-- START --

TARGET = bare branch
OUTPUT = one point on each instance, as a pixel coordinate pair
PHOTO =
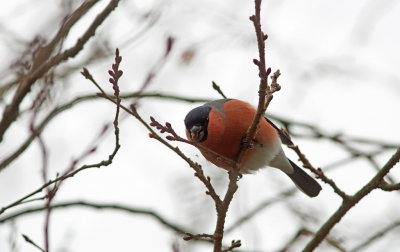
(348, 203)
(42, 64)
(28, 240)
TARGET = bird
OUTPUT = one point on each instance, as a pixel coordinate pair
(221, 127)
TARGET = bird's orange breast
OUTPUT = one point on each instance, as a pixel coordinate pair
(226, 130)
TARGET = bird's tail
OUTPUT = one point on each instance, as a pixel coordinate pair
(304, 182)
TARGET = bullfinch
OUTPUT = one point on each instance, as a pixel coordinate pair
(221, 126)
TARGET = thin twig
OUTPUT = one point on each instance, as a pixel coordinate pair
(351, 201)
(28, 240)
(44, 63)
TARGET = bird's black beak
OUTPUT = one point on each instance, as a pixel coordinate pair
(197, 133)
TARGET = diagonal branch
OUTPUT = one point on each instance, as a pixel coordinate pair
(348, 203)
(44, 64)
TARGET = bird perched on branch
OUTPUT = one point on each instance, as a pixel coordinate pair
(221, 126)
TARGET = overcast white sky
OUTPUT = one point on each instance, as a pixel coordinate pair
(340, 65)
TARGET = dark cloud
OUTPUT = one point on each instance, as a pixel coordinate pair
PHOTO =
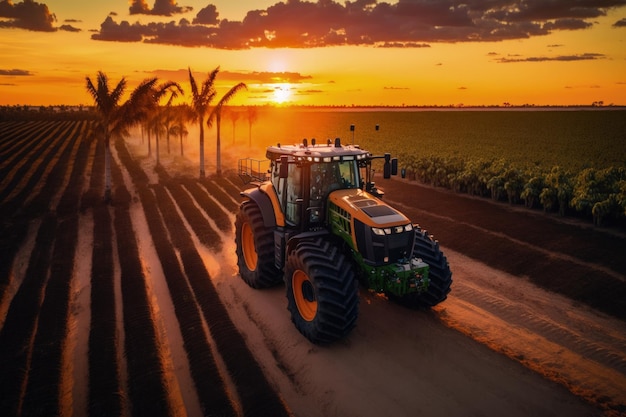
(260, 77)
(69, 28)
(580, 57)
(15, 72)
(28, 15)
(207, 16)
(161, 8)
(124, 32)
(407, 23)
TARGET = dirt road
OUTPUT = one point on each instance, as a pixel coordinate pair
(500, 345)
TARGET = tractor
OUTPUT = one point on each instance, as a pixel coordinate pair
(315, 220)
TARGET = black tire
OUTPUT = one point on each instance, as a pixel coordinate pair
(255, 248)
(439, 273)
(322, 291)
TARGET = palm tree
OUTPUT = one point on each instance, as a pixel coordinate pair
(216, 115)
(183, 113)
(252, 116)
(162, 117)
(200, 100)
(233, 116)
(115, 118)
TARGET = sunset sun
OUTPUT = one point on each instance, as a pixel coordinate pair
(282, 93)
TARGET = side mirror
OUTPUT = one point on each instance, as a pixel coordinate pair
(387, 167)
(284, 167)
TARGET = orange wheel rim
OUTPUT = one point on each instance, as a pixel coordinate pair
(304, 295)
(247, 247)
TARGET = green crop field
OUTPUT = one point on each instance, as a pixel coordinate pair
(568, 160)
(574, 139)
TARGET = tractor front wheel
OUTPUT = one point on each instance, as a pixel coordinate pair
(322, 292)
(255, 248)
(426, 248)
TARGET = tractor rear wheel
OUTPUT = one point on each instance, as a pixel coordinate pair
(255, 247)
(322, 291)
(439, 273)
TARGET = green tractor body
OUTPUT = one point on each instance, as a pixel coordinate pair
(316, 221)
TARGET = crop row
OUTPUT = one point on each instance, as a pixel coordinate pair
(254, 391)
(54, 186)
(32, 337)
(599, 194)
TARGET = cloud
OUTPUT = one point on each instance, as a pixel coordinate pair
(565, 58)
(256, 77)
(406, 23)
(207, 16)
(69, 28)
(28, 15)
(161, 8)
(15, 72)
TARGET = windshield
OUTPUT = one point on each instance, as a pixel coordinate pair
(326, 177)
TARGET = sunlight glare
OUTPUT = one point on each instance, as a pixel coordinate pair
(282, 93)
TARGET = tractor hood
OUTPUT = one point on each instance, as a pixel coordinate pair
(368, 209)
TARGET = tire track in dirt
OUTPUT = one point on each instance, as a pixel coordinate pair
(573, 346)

-- END --
-- START --

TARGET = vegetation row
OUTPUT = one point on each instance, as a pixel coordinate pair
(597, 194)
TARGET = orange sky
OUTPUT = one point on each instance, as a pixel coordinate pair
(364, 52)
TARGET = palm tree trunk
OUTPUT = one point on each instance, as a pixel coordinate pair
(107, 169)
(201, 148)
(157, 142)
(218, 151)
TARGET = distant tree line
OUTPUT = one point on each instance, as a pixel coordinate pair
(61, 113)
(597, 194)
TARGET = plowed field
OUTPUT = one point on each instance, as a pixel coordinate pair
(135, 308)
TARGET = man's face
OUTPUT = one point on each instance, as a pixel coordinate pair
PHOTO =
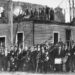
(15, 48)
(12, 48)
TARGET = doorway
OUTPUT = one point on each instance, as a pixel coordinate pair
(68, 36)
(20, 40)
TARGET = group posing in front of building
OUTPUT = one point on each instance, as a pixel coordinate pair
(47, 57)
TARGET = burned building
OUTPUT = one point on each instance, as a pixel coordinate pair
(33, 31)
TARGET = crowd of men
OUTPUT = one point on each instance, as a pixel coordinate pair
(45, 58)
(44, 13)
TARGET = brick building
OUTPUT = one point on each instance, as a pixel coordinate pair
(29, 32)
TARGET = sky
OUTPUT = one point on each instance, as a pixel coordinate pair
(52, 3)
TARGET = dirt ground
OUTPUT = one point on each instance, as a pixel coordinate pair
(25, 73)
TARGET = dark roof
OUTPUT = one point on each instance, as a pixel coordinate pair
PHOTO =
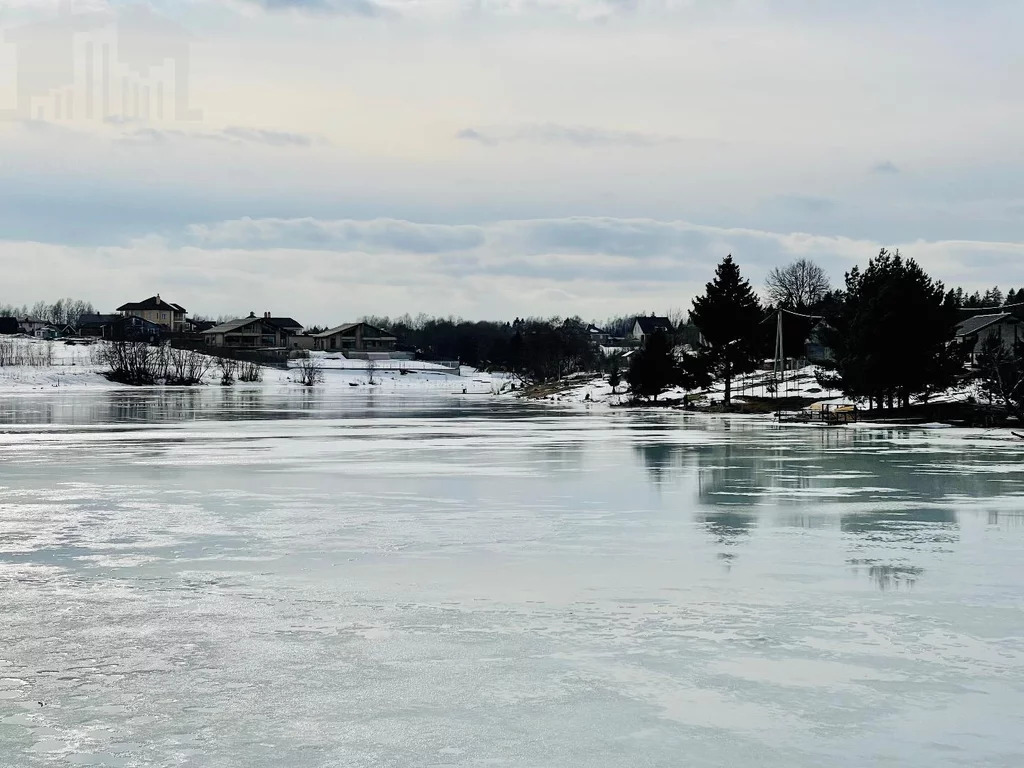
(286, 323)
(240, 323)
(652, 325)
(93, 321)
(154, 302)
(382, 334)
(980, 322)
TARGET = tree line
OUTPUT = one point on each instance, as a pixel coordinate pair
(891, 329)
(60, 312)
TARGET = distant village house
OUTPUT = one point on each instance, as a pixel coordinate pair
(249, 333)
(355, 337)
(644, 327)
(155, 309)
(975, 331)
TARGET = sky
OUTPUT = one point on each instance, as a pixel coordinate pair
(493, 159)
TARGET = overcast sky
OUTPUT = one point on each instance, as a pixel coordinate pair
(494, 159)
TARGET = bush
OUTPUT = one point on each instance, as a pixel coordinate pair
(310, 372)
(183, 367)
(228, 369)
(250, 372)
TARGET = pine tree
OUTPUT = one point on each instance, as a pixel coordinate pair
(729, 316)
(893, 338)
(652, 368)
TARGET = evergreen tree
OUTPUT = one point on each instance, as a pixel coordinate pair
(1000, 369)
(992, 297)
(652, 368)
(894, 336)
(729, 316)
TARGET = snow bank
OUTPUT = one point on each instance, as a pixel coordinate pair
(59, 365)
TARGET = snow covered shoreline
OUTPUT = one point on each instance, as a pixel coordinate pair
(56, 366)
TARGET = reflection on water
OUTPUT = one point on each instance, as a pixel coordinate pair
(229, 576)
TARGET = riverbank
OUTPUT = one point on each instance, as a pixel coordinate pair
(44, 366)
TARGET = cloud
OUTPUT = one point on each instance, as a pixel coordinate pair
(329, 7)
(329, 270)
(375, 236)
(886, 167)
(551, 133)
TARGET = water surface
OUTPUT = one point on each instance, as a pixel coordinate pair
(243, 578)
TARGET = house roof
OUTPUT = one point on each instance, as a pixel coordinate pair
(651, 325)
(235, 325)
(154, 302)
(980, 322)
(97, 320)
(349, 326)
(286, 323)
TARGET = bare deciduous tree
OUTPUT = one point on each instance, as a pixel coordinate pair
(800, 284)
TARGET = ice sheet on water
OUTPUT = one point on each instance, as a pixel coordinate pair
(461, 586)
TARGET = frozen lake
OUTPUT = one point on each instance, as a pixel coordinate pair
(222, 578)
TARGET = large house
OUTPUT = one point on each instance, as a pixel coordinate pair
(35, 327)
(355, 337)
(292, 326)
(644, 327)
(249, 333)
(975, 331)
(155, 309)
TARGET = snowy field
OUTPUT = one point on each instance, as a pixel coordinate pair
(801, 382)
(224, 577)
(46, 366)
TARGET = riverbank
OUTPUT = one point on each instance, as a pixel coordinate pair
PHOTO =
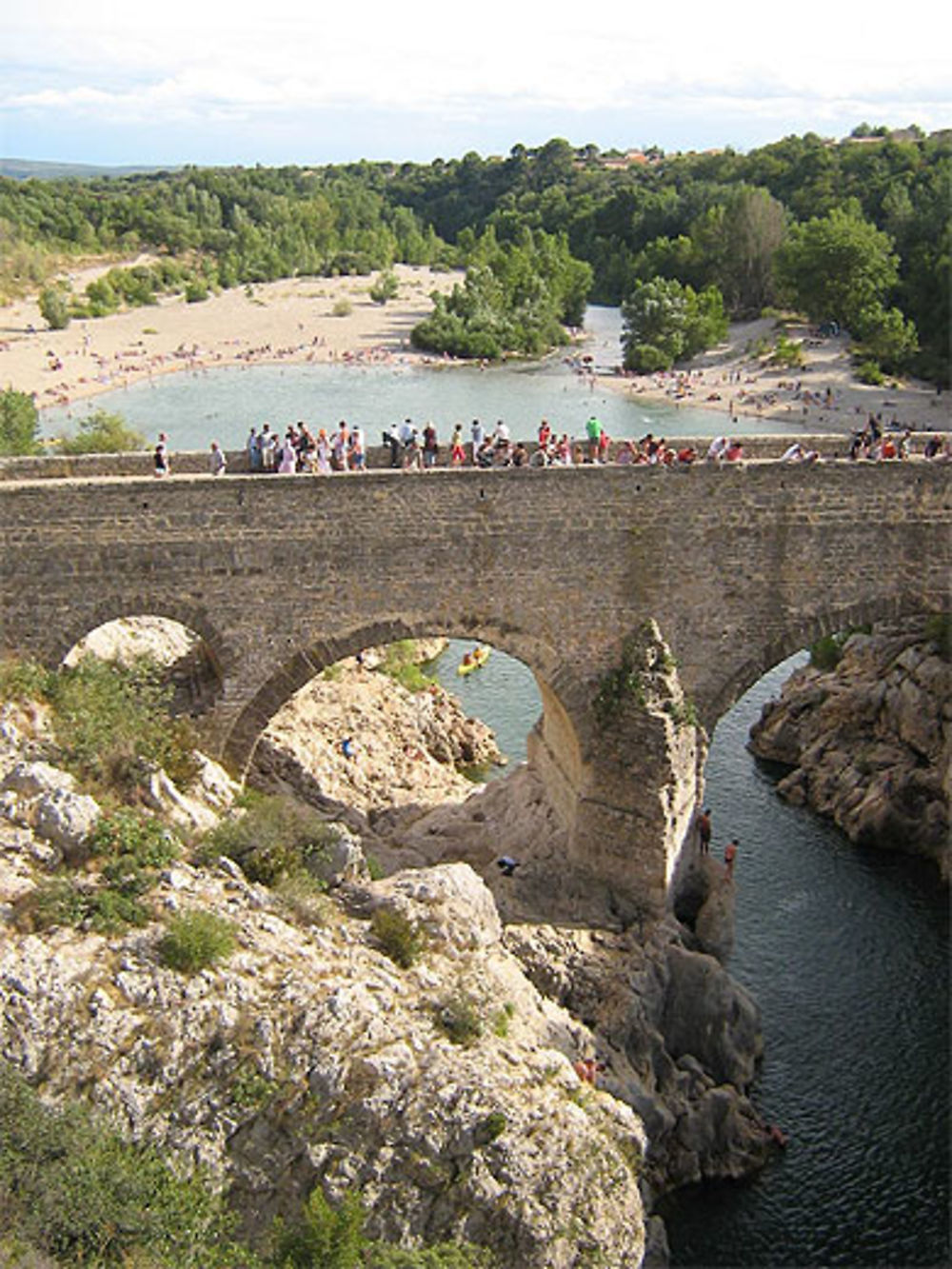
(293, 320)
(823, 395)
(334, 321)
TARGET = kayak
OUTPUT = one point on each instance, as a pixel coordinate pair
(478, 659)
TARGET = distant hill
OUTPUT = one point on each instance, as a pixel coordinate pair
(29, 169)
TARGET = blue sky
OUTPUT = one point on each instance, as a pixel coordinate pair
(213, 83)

-- END --

[Exercise instructions] How many lines in the records contain the string "crop"? Answer with the number alone.

[Response below] 2